• [EXERCISE AIM]:
Reproduce verbatim the rows below that start at the line containing "spotting the mast" and end at the line containing "[[10, 196, 121, 214]]", including both, and output nothing else.

• [DATA TO USE]:
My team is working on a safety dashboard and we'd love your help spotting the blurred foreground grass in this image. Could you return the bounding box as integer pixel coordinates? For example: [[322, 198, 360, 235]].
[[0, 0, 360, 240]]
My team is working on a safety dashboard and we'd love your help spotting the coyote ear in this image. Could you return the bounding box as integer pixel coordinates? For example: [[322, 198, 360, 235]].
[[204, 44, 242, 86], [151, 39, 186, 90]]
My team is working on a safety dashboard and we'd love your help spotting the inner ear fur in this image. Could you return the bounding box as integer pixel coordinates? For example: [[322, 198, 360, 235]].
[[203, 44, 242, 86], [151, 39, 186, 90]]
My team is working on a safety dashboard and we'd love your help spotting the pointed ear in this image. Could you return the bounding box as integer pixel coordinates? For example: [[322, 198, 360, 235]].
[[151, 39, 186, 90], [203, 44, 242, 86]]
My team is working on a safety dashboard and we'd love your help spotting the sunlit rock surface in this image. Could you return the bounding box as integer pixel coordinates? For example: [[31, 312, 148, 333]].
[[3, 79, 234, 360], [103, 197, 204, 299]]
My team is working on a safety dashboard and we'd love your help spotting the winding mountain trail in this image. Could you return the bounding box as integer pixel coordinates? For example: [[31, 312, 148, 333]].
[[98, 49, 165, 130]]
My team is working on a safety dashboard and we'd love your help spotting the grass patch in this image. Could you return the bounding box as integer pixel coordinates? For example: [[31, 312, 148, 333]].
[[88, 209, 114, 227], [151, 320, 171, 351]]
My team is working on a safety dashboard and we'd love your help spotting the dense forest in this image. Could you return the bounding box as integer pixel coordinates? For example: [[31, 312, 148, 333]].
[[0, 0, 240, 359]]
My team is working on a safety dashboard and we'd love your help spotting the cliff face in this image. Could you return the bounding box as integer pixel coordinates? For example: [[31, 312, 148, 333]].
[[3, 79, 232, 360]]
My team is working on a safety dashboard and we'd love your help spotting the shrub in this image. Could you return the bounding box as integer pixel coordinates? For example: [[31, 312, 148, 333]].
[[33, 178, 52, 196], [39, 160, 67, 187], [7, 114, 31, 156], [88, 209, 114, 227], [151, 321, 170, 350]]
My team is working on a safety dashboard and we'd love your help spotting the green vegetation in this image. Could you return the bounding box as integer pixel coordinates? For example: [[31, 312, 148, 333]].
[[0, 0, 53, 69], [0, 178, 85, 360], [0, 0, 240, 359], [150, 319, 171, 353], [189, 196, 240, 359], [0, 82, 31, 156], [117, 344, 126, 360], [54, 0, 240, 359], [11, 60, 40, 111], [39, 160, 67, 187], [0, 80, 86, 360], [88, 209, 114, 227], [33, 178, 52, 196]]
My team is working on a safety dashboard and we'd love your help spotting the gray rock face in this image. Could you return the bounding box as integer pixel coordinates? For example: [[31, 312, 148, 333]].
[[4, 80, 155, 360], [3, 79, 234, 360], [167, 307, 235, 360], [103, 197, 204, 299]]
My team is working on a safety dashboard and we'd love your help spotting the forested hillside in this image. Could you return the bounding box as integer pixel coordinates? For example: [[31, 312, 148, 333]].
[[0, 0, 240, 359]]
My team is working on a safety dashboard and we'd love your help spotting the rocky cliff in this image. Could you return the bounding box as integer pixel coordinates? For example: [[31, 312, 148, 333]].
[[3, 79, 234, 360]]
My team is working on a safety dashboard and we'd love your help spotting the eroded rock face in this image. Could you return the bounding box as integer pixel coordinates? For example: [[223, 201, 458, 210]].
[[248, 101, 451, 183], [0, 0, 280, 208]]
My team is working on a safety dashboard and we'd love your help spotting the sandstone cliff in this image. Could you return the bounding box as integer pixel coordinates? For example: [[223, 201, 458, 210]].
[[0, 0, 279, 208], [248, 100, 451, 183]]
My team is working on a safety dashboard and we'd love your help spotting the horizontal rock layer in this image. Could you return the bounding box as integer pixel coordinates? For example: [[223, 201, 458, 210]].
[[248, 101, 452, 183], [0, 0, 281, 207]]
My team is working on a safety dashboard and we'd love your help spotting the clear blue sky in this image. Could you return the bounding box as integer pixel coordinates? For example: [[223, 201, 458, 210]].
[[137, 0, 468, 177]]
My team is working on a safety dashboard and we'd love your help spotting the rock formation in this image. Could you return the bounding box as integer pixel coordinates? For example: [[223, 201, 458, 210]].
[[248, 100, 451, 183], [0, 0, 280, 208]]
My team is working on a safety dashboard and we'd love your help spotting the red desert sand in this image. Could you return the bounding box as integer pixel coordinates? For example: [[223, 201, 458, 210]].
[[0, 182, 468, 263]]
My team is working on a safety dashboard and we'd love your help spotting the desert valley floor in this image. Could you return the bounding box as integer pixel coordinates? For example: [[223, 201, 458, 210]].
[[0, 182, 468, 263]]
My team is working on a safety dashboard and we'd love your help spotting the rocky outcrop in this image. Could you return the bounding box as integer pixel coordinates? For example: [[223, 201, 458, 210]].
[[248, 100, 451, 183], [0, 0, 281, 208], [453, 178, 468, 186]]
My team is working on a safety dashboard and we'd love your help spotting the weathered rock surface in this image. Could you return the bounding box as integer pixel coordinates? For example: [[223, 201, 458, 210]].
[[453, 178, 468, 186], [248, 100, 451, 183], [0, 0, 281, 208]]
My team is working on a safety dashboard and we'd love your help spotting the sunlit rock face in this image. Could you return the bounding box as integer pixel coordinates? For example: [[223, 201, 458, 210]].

---

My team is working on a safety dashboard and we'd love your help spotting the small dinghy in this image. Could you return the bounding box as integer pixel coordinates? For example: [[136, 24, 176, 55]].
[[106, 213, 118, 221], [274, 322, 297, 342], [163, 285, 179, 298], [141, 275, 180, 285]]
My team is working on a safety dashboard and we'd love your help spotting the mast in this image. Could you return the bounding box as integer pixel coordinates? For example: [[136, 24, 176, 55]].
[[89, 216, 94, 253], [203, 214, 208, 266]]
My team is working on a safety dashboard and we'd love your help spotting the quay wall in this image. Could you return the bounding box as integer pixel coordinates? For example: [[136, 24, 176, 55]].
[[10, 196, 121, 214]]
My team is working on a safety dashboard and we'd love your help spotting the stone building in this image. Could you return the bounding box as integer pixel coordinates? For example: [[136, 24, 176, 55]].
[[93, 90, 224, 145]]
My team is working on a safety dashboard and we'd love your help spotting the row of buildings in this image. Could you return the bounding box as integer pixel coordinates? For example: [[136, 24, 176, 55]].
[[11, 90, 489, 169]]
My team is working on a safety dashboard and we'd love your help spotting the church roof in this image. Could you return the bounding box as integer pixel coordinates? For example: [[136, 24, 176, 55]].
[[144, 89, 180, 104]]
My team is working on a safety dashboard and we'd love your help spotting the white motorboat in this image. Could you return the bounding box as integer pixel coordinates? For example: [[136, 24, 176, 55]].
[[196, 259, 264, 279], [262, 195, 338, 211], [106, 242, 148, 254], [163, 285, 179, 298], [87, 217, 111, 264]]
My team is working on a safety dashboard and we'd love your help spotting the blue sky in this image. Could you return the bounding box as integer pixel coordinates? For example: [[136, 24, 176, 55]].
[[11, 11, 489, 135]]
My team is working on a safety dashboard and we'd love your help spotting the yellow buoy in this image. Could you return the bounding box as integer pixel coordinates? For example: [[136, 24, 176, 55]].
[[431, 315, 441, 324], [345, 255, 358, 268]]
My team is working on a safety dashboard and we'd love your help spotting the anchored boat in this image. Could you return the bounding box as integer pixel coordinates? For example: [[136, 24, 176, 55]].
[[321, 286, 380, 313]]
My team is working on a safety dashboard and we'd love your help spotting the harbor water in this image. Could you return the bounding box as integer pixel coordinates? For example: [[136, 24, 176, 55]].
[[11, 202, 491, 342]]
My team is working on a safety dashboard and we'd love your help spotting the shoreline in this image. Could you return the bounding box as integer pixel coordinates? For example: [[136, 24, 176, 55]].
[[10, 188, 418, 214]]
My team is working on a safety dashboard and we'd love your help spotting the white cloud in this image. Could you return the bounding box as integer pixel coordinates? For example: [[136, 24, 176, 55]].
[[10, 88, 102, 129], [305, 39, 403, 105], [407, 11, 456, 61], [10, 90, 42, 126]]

...

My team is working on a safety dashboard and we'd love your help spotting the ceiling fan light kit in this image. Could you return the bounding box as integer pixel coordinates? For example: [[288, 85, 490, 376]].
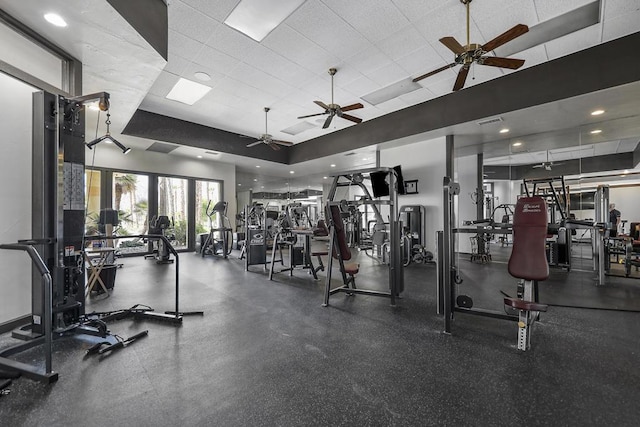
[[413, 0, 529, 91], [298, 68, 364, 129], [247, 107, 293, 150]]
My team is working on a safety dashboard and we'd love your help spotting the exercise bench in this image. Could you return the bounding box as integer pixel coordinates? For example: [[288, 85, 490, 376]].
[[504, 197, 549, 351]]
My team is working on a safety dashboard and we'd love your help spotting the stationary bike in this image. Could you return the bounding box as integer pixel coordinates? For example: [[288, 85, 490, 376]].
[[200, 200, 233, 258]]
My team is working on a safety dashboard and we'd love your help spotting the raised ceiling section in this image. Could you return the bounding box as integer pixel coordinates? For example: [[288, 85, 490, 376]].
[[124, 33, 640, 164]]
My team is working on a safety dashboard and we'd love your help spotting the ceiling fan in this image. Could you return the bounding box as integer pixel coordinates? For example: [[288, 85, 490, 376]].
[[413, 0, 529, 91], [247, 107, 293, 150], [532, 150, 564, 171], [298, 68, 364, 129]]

• [THE COMPLETED TASK]:
My team is working on a safety dashboard and we'd love your help spotting the mast in this image. Could you return the bounding box as integer pixel coordinates? For example: [[136, 24, 176, 55]].
[[89, 216, 94, 253], [203, 214, 208, 266]]
My team is working on a safety dashboard and we'd love your help spotting the quay wall in this image. Could you return the bounding box as integer pixel coordinates? For example: [[136, 24, 176, 55]].
[[10, 196, 121, 214]]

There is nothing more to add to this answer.